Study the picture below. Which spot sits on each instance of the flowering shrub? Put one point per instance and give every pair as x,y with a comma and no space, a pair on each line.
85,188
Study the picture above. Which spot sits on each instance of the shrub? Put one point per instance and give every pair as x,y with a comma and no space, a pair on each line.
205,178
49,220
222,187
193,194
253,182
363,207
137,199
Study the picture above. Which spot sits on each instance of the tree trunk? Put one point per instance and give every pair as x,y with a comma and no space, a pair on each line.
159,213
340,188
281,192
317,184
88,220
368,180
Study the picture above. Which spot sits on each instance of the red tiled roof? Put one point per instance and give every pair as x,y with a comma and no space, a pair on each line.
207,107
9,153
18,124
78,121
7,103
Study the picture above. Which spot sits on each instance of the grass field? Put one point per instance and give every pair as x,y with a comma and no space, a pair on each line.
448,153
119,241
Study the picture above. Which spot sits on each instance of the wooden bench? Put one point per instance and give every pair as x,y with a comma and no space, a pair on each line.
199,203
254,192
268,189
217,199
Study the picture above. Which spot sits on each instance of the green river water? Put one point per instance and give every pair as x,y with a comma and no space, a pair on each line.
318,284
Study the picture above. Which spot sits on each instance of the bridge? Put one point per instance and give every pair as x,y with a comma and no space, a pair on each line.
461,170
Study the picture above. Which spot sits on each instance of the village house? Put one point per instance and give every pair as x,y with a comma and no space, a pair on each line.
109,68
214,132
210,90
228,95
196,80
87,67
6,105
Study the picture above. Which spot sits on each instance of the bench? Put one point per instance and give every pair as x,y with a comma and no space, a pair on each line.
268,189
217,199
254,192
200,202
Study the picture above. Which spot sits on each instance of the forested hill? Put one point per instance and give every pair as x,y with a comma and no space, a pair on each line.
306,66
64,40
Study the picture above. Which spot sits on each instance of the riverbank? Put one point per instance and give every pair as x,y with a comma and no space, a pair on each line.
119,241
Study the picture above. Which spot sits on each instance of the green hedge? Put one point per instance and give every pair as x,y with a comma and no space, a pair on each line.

————————

DIRECTIONS: Every entry above must appear again in the reply, exactly as it stands.

SOLUTION:
Study the picture below. Which spot sits on each instance of the flowering shrub? Put one point per instance and give every pair as x,y with a comma and no space, a pair on each line.
85,188
Study the picture above. Which spot sits on each instance of the shrub? Put one point per instance and give every pair as x,y with a comma and no space, a pair on each line.
205,178
49,220
222,187
193,194
253,182
363,207
137,199
Study the picture above. Which spot sits on each instance of the tree trunk? Put one point per instance and give every pair as x,y with a comma and no space, a pair on each line.
159,213
340,188
281,192
317,184
88,220
368,180
Study the picture above. Which spot sits on each instance of the red tiled roof? Put one point per instance and give every pair as x,y with a comma and no space, a pair on each line.
207,107
9,153
18,124
78,121
7,103
Study the picture above. Which spot sits on each instance of the grass field? Put one point per instance and give every pair as x,y with a comma and no space, a pair on each line.
448,153
119,241
Study the picture above. Which spot sits on each instance of the wooden bench? Put one point per instance and give every pair as x,y with a comma and no space, a pair on each line.
199,203
254,192
268,189
217,199
Study the picture above. Which spot sits on each instance of the green river water? Put one point per instance and give every pair as x,y with a comma and no space, a pair on each line.
318,284
Study the picture above. Which spot sits on each instance of the bridge? Put one point per instance and give every pair as x,y with a comma and no space, a pair on each line.
461,170
Study the picture above. Which spot sits on each instance of the village house? Put one point per instance and give every pair as x,y with a comma and no space, a pair on each line.
109,68
214,132
210,90
228,95
196,80
87,67
6,105
Study the picture above. Which spot sits on each instance of the bench? Put one point per instance and give every pair as x,y with a comma and no space, a pair on each line.
268,189
217,199
254,192
200,202
Study the picture above. Which spot sits on each instance of the forested hill? Put one point per instance and give every pair as x,y with a comma and no space, a pair on each line.
306,66
64,40
Study the picture above. Which spot sits on each instance of the riverbank? Put one point per instance and give every pair as x,y with a comma and no space, a pair on each line.
119,241
Study the picture above. Which spot sits on each instance of the green hedge? Put one point per instance and give every pair as x,y with a comma and no space, a pair on each line.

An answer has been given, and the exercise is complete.